EXTRACTED ENTRIES.
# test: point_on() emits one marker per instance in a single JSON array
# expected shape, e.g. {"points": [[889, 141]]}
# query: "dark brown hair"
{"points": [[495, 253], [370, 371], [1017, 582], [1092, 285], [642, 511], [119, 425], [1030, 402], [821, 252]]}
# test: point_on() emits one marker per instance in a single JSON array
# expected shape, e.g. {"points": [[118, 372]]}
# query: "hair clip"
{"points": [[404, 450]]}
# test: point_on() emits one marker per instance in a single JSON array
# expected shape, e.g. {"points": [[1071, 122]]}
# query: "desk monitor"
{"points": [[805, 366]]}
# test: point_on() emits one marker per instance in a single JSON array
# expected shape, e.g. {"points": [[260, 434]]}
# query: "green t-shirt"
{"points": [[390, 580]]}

TASK REQUIREMENTS.
Once you have read the entries, reproduce each one exactly.

YOUR RESPONSE.
# test: point_on() emits one marker per instance in a single JSON array
# expected shape, e.g. {"points": [[889, 141]]}
# query: "dark brown hair"
{"points": [[495, 253], [370, 371], [1017, 582], [1092, 285], [642, 511], [119, 425], [1030, 402], [821, 252]]}
# test: point_on() emits one marker per instance in a single JSON array
# expected shape, e.g. {"points": [[118, 372]]}
# query: "hair clip"
{"points": [[404, 450]]}
# test: point_on() emits one marker per instance in a single JSON array
# expected shape, e.g. {"points": [[1071, 122]]}
# query: "desk monitor"
{"points": [[805, 366]]}
# test: point_on() emits one marker per instance in a single JSON array
# expected shape, e.g. {"points": [[260, 434]]}
# query: "green t-shirt"
{"points": [[390, 580]]}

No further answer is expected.